#### MATERIAL FOR THE TASK
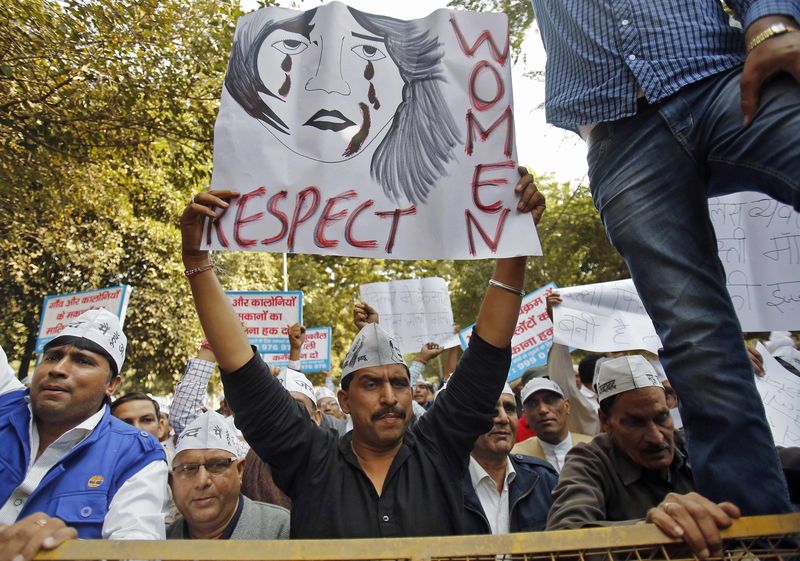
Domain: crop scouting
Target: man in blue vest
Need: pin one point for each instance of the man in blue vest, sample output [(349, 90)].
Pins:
[(66, 457)]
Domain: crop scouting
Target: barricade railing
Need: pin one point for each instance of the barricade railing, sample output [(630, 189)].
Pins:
[(756, 538)]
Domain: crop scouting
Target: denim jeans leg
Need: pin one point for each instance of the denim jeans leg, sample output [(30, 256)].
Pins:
[(650, 189)]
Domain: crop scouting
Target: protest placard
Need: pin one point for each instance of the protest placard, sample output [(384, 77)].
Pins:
[(59, 309), (758, 241), (414, 311), (267, 316), (353, 134), (315, 356), (533, 335), (780, 392), (604, 317)]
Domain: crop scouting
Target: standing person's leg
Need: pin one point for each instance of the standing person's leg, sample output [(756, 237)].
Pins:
[(651, 194)]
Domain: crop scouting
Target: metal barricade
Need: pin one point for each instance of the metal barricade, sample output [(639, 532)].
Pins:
[(756, 538)]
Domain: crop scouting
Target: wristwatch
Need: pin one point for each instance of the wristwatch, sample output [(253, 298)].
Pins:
[(778, 28)]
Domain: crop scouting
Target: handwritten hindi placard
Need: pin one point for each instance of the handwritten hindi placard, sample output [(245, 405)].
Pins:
[(315, 356), (414, 311), (267, 317), (758, 242), (349, 133), (780, 392), (59, 309), (533, 335), (604, 317)]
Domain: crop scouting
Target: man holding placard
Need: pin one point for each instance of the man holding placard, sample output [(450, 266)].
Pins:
[(680, 101), (380, 480)]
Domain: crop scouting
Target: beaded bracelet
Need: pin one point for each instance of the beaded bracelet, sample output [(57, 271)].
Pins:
[(498, 284), (197, 270)]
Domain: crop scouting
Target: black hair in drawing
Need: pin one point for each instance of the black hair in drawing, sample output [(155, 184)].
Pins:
[(419, 143)]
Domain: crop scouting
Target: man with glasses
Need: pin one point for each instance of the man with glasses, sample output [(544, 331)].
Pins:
[(206, 483)]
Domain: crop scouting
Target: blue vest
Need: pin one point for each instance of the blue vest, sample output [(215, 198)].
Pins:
[(79, 488)]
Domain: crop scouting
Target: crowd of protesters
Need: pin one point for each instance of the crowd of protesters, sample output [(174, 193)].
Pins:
[(614, 439)]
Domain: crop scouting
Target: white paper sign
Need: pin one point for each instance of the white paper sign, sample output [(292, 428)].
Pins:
[(267, 316), (348, 133), (758, 241), (604, 317), (60, 309), (780, 392), (414, 311)]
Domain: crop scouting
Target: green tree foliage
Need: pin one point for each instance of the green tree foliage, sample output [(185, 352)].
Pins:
[(106, 120), (106, 124)]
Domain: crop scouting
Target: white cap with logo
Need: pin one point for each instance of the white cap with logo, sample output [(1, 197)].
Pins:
[(323, 392), (540, 384), (102, 328), (624, 374), (371, 347), (209, 431)]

#### TASK REQUIREMENTS
Reproduce all of the data exactly, omitting each picture it holds.

#### SOLUTION
Domain: crop scouting
Target: man in blue vest
Need: pin one point for each instance of the man in blue vest, sample output [(349, 90)].
Pins:
[(66, 457)]
Domain: crop scouting
Target: barricade railing
Need: pin one point for each instance of the barricade railing, sample output [(630, 189)].
Pins:
[(756, 538)]
Domain: crop scouting
Target: denim jeans leg
Need: pin one point for each instance of the denim jeans leg, sample output [(30, 256)].
Pins:
[(650, 189)]
Domain: crop scouting
Target: protest placard
Need: pin one point for each instance of the protest placard, sample output [(384, 77)].
Pins:
[(59, 309), (758, 241), (414, 311), (267, 316), (353, 134), (315, 356), (533, 335), (780, 392), (604, 317)]
Domain: crop scouting
Target: standing person's leg
Need: pin one point for each instance of the standing person's leg, sample output [(756, 237)].
Pins:
[(651, 194)]
Domain: crop scouting
Target: metal barricade
Need: pin one point for each instance of the metal barricade, sample output [(639, 532)].
Pins:
[(756, 538)]
Domain: crop scouting
Target: wristwatch
Need: pin one point for each instance of the wristwatch, sample output [(253, 298)].
Pins:
[(778, 28)]
Domain: crop scouting
Target: handwritten hindi placard
Need: pin one point for each instance of the handwritten hindi placard, sample output [(245, 405)].
Pins:
[(315, 356), (414, 311), (267, 317), (758, 242), (349, 133), (780, 392), (59, 309), (533, 335), (604, 317)]
Domain: crop scouting
Target: man holding placard
Need: pin one point for each instance of the man holding placard, sample output [(450, 266)].
Pins:
[(680, 101), (380, 480)]
Domain: crop scouting
Target: beaded bracelet
Need: pin one point for each instance of the beaded bracelet, sample output [(57, 271)].
Pins:
[(498, 284), (197, 270)]
Domain: crop scouting
Target: black hair in drawing
Need: pin one point for each instance of the black hair in drawing, sample output [(155, 184)].
Pins:
[(419, 143)]
Domain: crop scouting
Target: man with glasses
Need: pin one point for each instance of the man with glasses, sample output [(544, 331)].
Pins:
[(206, 483)]
Domain: crop scouting
Target: blue vest
Need: pin one point for each instance of the blue vest, sample output [(215, 198)].
Pins:
[(79, 488)]
Domain: crop scouting
Target: crowd of protesters
Need: pin one point for each instance of the crowd of protesters, sample output [(174, 193)].
Pins:
[(614, 439)]
Domain: crop scouting
Target: white paper sign
Need: pin one point for each instance of the white paper sign, sample output [(292, 428)].
Pins:
[(267, 316), (348, 133), (758, 241), (604, 317), (60, 309), (780, 392), (414, 311)]
Domain: crop scouting
Target: green tree foliage
Need: pin one point for each instance of the green tree foliage, sample output [(185, 352)].
Pins:
[(106, 120), (106, 124)]
Domain: crop scouting
Target: white cap with logo
Need: pin one point for each instance of the white cap with logo, sample output [(1, 197)].
Pins:
[(323, 392), (540, 384), (102, 328), (624, 374), (371, 347), (209, 431)]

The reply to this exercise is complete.